-- Start Source --

Say you want to build an innovative new information service for the energy system. Maybe that’s an interactive map of energy assets; or a resource assessment tool that automatically determines the cheapest place to install new distributed energy resources (DERs); or a new energy forecasting service; or a digital twin of the entire energy system; or a new demand side flexibility service; or something no one has even thought of yet…
To build any information service, you’ll need to:
- Search for energy datasets and energy assets;
- Access those datasets;
- Interpret each dataset;
- Join multiple datasets together.
This sequence of four steps should take a few seconds: Finding energy data & information about assets should be as easy as a web search.
But, today, these four steps require an incredible amount of tedious ‘manual’ work and so often take months to complete (and sometimes it’s simply impossible to complete these steps). This friction costs money and time, inhibits innovation, and slows the rate at which we can reduce carbon emissions to net-zero.
In this document, we’ll look at a single technical framework that could help solve all these problems: linked data.
- Data & metadata files will reside on data custodians’ web servers.
- A search engine will provide an entry point into the ‘web of energy data’.
- The search engine will construct a ‘knowledge graph’ of the web of energy data by crawling the metadata files.
- This is far more than ‘just’ a list of assets and datasets! It will understand the relationships and the meaning of the data, hence enabling:
- highly specific searches
- discovery of data & assets by walking the knowledge graph
- A Directory (adapted from Open Banking) will associate parties with security credentials. This will limit access to shared data: data which is available only to specific groups of people, for specific purposes. For example, access controls might be necessary for personally identifiable information; or commercially sensitive information; or information that could be used to disrupt the energy system.
- Every thing (substation, dataset, energy company, etc.) will have a unique ID.

-- End Source --
-- Start Data --

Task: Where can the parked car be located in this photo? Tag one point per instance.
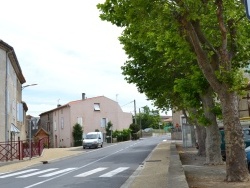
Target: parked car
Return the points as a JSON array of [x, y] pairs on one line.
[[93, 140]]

-- End Data --

Job =
From the linked energy data text above, write out word for word the part that opens with the words "Say you want" and closes with "a web search.".

Finished answer =
Say you want to build an innovative new information service for the energy system. Maybe that’s an interactive map of energy assets; or a resource assessment tool that automatically determines the cheapest place to install new distributed energy resources (DERs); or a new energy forecasting service; or a digital twin of the entire energy system; or a new demand side flexibility service; or something no one has even thought of yet…
To build any information service, you’ll need to:
- Search for energy datasets and energy assets;
- Access those datasets;
- Interpret each dataset;
- Join multiple datasets together.
This sequence of four steps should take a few seconds: Finding energy data & information about assets should be as easy as a web search.